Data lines
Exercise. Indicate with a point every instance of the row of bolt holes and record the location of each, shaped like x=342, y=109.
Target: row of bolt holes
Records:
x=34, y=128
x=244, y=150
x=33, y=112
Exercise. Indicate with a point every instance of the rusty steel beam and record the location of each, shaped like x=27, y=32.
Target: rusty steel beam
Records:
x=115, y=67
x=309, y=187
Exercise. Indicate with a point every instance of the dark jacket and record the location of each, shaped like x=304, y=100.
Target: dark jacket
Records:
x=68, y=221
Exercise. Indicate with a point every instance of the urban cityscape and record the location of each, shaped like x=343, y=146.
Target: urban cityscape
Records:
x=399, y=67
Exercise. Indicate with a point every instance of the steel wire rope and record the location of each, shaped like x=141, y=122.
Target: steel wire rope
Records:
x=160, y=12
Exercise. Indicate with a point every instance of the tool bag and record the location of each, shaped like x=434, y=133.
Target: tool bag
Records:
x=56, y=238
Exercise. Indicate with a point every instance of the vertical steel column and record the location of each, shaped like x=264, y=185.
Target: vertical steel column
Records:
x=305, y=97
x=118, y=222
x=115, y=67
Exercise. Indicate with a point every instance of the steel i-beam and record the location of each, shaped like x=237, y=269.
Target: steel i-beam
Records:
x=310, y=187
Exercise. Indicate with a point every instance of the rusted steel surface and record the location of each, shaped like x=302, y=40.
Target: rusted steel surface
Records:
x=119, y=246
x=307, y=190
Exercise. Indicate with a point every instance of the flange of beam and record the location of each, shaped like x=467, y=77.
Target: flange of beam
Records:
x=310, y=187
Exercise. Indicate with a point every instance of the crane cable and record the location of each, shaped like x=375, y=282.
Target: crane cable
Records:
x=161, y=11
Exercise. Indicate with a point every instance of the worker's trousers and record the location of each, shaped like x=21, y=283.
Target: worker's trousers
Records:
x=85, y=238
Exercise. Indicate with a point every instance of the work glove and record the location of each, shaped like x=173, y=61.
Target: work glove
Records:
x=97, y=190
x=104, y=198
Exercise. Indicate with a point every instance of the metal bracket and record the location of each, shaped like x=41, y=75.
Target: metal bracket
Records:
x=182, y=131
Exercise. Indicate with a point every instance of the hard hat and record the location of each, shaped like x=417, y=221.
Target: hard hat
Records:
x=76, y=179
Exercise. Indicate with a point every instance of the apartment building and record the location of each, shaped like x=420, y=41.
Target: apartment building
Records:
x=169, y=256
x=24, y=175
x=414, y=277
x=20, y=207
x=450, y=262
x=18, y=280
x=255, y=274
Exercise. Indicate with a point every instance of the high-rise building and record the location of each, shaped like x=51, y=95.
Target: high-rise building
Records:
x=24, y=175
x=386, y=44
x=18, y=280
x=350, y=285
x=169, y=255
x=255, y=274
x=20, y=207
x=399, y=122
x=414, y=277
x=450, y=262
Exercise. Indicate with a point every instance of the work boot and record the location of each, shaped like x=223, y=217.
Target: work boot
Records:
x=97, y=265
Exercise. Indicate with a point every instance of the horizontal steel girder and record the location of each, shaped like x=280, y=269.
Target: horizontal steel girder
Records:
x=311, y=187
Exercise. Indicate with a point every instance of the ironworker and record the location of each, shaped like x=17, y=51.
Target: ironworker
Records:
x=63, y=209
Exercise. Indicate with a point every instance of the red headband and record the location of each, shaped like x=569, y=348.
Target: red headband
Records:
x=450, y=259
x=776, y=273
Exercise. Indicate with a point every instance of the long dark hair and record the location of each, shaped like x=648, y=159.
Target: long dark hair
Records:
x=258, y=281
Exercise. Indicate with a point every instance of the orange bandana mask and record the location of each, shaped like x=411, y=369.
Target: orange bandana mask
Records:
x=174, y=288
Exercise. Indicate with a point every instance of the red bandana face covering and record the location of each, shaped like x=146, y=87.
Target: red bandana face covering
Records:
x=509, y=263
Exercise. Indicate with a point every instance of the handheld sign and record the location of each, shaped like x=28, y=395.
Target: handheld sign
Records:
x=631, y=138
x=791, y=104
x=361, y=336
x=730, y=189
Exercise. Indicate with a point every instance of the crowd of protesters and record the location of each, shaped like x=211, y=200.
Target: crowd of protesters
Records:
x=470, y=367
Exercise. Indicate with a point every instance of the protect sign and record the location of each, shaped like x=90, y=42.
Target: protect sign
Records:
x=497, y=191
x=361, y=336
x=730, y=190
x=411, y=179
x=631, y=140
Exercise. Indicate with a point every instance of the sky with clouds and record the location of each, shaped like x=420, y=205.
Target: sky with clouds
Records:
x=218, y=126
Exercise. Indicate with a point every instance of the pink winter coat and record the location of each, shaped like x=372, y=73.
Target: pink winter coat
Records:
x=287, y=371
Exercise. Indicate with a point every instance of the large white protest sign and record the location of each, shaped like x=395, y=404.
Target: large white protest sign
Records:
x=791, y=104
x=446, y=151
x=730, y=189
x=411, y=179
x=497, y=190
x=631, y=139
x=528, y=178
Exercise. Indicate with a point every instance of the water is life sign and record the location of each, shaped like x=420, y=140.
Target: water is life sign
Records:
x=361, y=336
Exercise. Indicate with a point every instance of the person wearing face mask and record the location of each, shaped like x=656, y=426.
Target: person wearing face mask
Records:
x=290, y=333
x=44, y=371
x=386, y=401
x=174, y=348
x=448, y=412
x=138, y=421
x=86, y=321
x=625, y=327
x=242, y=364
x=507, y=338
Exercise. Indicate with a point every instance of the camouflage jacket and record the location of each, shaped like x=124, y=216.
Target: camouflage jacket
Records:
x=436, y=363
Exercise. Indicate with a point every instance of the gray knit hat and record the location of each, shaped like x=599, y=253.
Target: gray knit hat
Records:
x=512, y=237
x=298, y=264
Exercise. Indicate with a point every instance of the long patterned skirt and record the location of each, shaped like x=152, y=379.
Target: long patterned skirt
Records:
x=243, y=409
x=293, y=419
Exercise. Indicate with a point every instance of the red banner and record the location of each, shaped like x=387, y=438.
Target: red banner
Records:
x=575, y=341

» Given problem
Reproduce the material from its first line up to and including the line containing "x=56, y=238" and shift every point coordinate in the answers by -37. Leave the exercise lines and their sample coordinates unchanged.

» Expected answer
Exercise. Indicate with a point every instance of the row of bolt holes and record the location of each, shaped like x=342, y=109.
Target: row of bolt holes
Records:
x=-3, y=91
x=207, y=113
x=-4, y=75
Exercise. Indicate with a point every instance of the rusty steel beam and record the location of each, shaped like x=27, y=32.
Target: rusty steel beam
Records:
x=78, y=30
x=272, y=150
Exercise. Indicate with a point every instance of the dark jacket and record the location of each, shaped like x=304, y=100.
Target: dark jacket
Records:
x=31, y=184
Exercise. Indicate with a point every instance of the urban cityscape and record the location of each, shaped like x=343, y=146.
Target: urban cityscape
Records:
x=362, y=30
Exercise. Indicate with a point every instance of the steel wire rope and record the location of each, shaped like x=141, y=122.
Target: steel wire rope
Records:
x=123, y=-25
Exercise. Indicate with a point every instance of the tool bag and record the location of each, shaped like x=434, y=133.
Target: tool bag
Records:
x=19, y=201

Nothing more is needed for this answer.